Texto de estudio ::
La mujer que montaba en bicicleta rompía las reglas establecidas sobre el comportamiento femenino y se convertía en una persona de dudosa moral. Un gran escándalo acompañó a las primeras ciclistas. A la londinense Emma Eades la recibían a pedradas; a otras muchas las insultaban y agredían. Por si fuera poco, los médicos de la época opinaban que el ciclismo era una actividad perjudicial para el organismo femenino, considerado más débil que el masculino. Montar en bicicleta, creían, podía causar esterilidad y trastornos nerviosos.
Pero estas pioneras no sólo se enfrentaron a los cimentados prejuicios de la época. Tuvieron delante un obstáculo aún mayor: la vestimenta femenina, compuesta por pesados vestidos (la ropa interior pesaba unos seis kilos) y apretados corsés con los que hacer el más mínimo ejercicio sin desmayarse era un prodigio.

Datos proporcionados ::
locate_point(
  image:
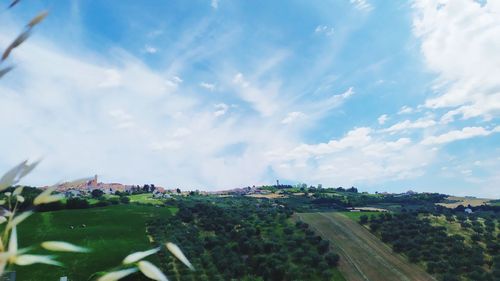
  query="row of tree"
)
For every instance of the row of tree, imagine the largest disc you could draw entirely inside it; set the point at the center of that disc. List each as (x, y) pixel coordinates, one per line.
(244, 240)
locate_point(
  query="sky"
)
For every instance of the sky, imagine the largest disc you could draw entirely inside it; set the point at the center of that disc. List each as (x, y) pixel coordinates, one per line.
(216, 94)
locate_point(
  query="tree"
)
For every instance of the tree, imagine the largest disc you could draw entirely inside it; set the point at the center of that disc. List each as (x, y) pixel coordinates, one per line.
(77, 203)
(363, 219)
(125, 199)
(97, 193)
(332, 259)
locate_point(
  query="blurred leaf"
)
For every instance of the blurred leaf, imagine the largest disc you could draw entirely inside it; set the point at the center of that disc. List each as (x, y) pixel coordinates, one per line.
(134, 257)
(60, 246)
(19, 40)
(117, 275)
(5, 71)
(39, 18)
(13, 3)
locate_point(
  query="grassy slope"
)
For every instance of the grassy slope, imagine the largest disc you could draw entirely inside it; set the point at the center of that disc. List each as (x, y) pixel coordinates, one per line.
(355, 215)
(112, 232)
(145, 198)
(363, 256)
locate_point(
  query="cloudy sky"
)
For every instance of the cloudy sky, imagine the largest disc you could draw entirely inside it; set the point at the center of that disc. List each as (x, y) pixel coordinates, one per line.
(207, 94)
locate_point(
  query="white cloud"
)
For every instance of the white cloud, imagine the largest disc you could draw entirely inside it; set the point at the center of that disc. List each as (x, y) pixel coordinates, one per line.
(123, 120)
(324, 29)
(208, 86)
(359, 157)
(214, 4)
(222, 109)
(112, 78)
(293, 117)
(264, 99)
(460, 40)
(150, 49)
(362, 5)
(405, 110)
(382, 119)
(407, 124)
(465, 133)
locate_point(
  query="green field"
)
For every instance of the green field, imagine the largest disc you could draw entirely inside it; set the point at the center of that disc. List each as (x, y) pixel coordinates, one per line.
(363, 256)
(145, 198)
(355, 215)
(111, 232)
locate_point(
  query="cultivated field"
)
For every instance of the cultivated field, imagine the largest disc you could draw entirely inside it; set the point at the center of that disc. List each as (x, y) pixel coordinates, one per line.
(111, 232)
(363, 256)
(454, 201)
==
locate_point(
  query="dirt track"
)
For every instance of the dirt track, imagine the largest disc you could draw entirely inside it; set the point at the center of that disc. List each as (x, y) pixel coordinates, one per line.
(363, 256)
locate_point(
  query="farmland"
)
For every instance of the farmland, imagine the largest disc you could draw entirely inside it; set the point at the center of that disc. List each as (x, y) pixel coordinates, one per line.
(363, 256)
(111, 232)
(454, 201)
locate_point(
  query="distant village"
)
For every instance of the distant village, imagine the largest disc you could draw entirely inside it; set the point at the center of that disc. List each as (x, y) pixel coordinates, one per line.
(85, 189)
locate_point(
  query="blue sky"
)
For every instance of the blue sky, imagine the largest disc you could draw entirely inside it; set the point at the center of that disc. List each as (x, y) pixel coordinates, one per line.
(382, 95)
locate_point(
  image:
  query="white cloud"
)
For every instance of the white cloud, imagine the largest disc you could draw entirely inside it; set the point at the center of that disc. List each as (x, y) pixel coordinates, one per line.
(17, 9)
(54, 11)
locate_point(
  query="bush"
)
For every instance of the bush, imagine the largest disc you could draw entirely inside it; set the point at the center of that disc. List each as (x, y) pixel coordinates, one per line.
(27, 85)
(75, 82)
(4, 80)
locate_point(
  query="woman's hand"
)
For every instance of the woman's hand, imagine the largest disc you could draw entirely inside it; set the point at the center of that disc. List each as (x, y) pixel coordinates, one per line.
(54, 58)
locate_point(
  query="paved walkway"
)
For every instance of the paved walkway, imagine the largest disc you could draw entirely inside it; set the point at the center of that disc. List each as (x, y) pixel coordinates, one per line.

Ejercicios propuestos ::
a. Duplica el fragmento del texto sobre las primeras ciclistas que comienza en las palabras "La mujer que" y termina después de "y trastornos nerviosos.".
b. Según el texto sobre las primeras ciclistas, ¿cuánto pesaba la ropa interior femenina de la época?
c. Continúa el texto sobre las primeras ciclistas a partir de su última oración.
Las filas no guardan relación con el texto sobre las primeras ciclistas.

Soluciones del ejercicio ::
a.
La mujer que montaba en bicicleta rompía las reglas establecidas sobre el comportamiento femenino y se convertía en una persona de dudosa moral. Un gran escándalo acompañó a las primeras ciclistas. A la londinense Emma Eades la recibían a pedradas; a otras muchas las insultaban y agredían. Por si fuera poco, los médicos de la época opinaban que el ciclismo era una actividad perjudicial para el organismo femenino, considerado más débil que el masculino. Montar en bicicleta, creían, podía causar esterilidad y trastornos nerviosos.

b. Unos seis kilos.

c.
Al rescate de las ciclistas vinieron los bloomers, unos pantalones muy anchos. Pero cuando algunas mujeres se atrevieron a vestirlos, el escándalo fue mayúsculo. Los sacerdotes dedicaron sermones a resaltar lo pecaminoso del asunto; a las profesoras francesas se les prohibió acudir con ellos a la escuela y a la aristócrata Lady Haberton se le impidió entrar, por llevar bloomers, en una cafetería donde pretendía beber algo antes de montar de nuevo en su bicicleta. La batalla por los pantalones estaba perdida, pero mientras tanto se había avanzado un largo trecho en la emancipación femenina.